▶ [Work to be completed] From the records below, count the lines holding the string "doorway". Only the number is wanted.
****************************************
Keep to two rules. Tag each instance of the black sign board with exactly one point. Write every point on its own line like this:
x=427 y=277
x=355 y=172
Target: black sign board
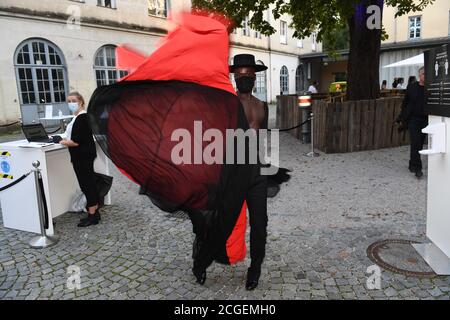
x=437 y=81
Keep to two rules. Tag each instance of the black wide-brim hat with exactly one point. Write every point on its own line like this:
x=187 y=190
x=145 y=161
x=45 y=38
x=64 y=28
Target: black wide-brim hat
x=246 y=60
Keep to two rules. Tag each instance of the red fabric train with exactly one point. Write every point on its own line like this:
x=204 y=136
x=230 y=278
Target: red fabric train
x=184 y=80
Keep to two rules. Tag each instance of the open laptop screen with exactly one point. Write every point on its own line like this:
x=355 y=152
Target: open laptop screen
x=34 y=132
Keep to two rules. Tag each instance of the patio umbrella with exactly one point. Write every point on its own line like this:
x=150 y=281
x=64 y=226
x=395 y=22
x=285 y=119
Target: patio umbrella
x=413 y=61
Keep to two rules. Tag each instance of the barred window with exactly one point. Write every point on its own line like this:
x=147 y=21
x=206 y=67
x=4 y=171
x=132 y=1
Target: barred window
x=105 y=66
x=40 y=72
x=158 y=7
x=284 y=80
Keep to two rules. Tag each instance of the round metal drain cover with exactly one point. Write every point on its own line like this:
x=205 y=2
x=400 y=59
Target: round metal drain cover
x=399 y=256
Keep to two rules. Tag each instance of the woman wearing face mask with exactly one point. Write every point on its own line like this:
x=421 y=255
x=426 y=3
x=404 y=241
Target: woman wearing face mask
x=82 y=151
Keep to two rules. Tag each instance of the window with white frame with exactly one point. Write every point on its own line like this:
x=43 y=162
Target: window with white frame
x=107 y=3
x=41 y=73
x=158 y=7
x=259 y=89
x=283 y=32
x=284 y=80
x=105 y=66
x=245 y=27
x=415 y=27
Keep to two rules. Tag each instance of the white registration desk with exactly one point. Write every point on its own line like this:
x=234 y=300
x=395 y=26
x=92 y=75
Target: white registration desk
x=19 y=203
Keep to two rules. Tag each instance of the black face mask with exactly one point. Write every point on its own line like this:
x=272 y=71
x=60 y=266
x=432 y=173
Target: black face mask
x=245 y=84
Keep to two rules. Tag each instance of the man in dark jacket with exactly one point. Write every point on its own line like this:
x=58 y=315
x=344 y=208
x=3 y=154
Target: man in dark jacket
x=413 y=118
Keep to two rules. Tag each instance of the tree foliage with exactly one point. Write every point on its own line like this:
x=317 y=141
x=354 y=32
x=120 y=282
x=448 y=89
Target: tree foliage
x=308 y=16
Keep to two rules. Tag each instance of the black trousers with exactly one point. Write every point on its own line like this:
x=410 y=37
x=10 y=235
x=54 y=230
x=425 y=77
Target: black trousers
x=417 y=138
x=257 y=207
x=84 y=170
x=256 y=198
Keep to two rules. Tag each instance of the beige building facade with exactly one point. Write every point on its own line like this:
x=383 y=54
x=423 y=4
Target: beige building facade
x=412 y=34
x=52 y=47
x=409 y=35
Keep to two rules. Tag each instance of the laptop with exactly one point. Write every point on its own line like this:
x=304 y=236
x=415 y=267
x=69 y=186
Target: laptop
x=36 y=133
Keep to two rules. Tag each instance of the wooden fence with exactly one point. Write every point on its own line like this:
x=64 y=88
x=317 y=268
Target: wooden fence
x=347 y=126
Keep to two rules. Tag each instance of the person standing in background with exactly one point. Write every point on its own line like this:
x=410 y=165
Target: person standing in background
x=313 y=87
x=411 y=79
x=413 y=118
x=82 y=151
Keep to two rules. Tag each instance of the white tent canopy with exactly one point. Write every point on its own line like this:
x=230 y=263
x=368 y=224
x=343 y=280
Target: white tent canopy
x=413 y=61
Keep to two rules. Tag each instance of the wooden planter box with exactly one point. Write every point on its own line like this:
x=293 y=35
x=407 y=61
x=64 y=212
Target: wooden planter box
x=347 y=126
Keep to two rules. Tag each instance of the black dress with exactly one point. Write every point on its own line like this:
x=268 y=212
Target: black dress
x=83 y=157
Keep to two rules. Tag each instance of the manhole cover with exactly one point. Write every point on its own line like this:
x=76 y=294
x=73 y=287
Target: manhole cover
x=178 y=215
x=399 y=256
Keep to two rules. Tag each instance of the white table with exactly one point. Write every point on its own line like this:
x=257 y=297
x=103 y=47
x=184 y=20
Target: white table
x=19 y=203
x=60 y=119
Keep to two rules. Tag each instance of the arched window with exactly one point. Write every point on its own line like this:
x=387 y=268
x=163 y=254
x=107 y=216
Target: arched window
x=300 y=80
x=41 y=77
x=284 y=80
x=259 y=90
x=105 y=66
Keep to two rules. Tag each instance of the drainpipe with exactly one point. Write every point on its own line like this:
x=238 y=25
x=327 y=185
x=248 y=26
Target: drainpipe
x=270 y=65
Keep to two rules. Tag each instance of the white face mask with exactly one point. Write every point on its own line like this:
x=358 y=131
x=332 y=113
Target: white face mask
x=73 y=106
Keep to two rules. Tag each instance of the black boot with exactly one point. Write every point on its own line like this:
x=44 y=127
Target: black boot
x=92 y=219
x=253 y=275
x=200 y=275
x=88 y=214
x=419 y=173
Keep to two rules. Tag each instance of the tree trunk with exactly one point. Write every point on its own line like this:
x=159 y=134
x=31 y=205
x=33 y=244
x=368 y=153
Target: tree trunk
x=364 y=56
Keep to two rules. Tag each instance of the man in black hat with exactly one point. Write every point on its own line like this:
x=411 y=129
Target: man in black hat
x=256 y=111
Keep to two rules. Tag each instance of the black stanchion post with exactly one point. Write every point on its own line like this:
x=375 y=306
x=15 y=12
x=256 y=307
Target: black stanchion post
x=304 y=102
x=43 y=240
x=312 y=153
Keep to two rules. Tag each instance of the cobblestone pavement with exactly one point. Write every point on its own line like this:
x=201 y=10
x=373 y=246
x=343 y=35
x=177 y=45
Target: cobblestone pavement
x=320 y=226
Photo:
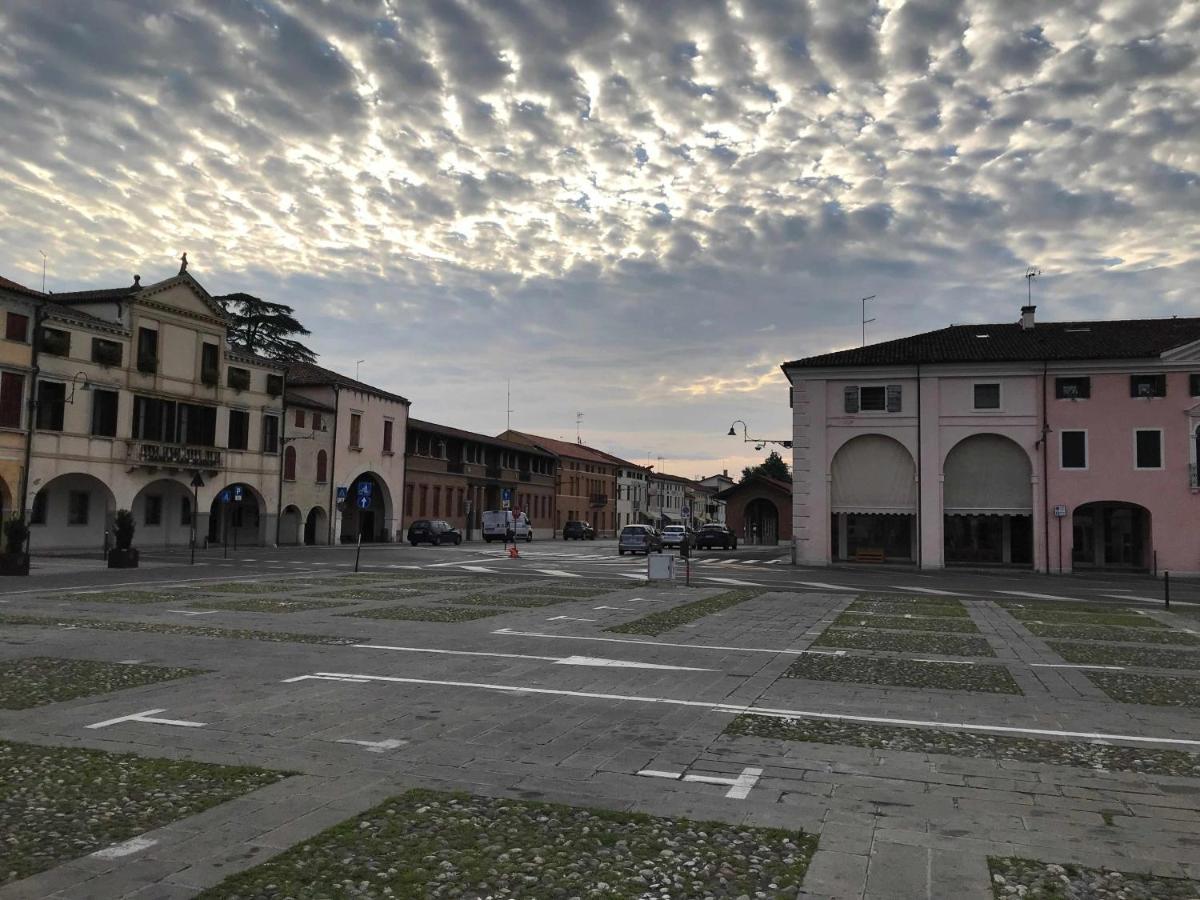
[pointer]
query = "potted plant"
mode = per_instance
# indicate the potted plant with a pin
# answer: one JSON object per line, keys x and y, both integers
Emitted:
{"x": 15, "y": 561}
{"x": 124, "y": 556}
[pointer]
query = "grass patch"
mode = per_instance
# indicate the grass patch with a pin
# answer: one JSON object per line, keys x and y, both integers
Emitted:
{"x": 906, "y": 642}
{"x": 35, "y": 681}
{"x": 906, "y": 623}
{"x": 63, "y": 803}
{"x": 1048, "y": 881}
{"x": 1113, "y": 634}
{"x": 1117, "y": 655}
{"x": 978, "y": 745}
{"x": 426, "y": 844}
{"x": 904, "y": 673}
{"x": 660, "y": 622}
{"x": 1151, "y": 690}
{"x": 425, "y": 613}
{"x": 168, "y": 629}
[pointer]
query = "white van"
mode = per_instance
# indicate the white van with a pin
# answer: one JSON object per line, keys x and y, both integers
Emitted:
{"x": 498, "y": 523}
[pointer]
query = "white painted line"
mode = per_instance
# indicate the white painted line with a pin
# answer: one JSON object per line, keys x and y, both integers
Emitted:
{"x": 147, "y": 717}
{"x": 767, "y": 711}
{"x": 133, "y": 845}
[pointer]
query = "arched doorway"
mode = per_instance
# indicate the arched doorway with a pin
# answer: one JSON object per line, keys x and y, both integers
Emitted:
{"x": 71, "y": 511}
{"x": 1110, "y": 535}
{"x": 162, "y": 513}
{"x": 367, "y": 510}
{"x": 988, "y": 502}
{"x": 874, "y": 501}
{"x": 238, "y": 516}
{"x": 316, "y": 527}
{"x": 761, "y": 521}
{"x": 289, "y": 526}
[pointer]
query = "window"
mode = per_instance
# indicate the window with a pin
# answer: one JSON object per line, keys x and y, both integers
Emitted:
{"x": 103, "y": 413}
{"x": 987, "y": 396}
{"x": 270, "y": 433}
{"x": 1147, "y": 448}
{"x": 78, "y": 503}
{"x": 239, "y": 429}
{"x": 106, "y": 353}
{"x": 51, "y": 405}
{"x": 148, "y": 349}
{"x": 12, "y": 396}
{"x": 1147, "y": 385}
{"x": 1073, "y": 445}
{"x": 151, "y": 514}
{"x": 17, "y": 328}
{"x": 55, "y": 342}
{"x": 1073, "y": 388}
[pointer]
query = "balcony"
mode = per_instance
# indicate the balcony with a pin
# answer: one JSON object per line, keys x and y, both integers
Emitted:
{"x": 172, "y": 456}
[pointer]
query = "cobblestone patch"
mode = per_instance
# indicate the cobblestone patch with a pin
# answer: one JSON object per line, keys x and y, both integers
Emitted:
{"x": 61, "y": 803}
{"x": 1107, "y": 654}
{"x": 906, "y": 623}
{"x": 904, "y": 673}
{"x": 1035, "y": 880}
{"x": 979, "y": 745}
{"x": 905, "y": 642}
{"x": 1150, "y": 689}
{"x": 168, "y": 629}
{"x": 1113, "y": 634}
{"x": 34, "y": 681}
{"x": 425, "y": 613}
{"x": 426, "y": 844}
{"x": 660, "y": 622}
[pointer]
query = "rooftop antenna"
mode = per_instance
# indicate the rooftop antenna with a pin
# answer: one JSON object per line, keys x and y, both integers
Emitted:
{"x": 865, "y": 321}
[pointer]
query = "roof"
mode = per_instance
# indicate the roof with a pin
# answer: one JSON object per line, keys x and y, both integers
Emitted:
{"x": 1054, "y": 341}
{"x": 474, "y": 436}
{"x": 307, "y": 373}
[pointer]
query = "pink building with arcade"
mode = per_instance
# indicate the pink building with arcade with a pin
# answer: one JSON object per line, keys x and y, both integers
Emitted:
{"x": 1055, "y": 447}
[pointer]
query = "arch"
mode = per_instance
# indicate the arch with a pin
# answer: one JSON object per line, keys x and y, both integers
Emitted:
{"x": 316, "y": 527}
{"x": 162, "y": 511}
{"x": 372, "y": 522}
{"x": 238, "y": 522}
{"x": 72, "y": 511}
{"x": 1111, "y": 534}
{"x": 988, "y": 502}
{"x": 291, "y": 525}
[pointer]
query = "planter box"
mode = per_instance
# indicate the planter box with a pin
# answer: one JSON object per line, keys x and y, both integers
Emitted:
{"x": 123, "y": 558}
{"x": 13, "y": 563}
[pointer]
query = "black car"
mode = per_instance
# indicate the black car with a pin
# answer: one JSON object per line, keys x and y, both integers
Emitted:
{"x": 425, "y": 531}
{"x": 715, "y": 535}
{"x": 579, "y": 531}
****************************************
▶ [Solution to the problem] 2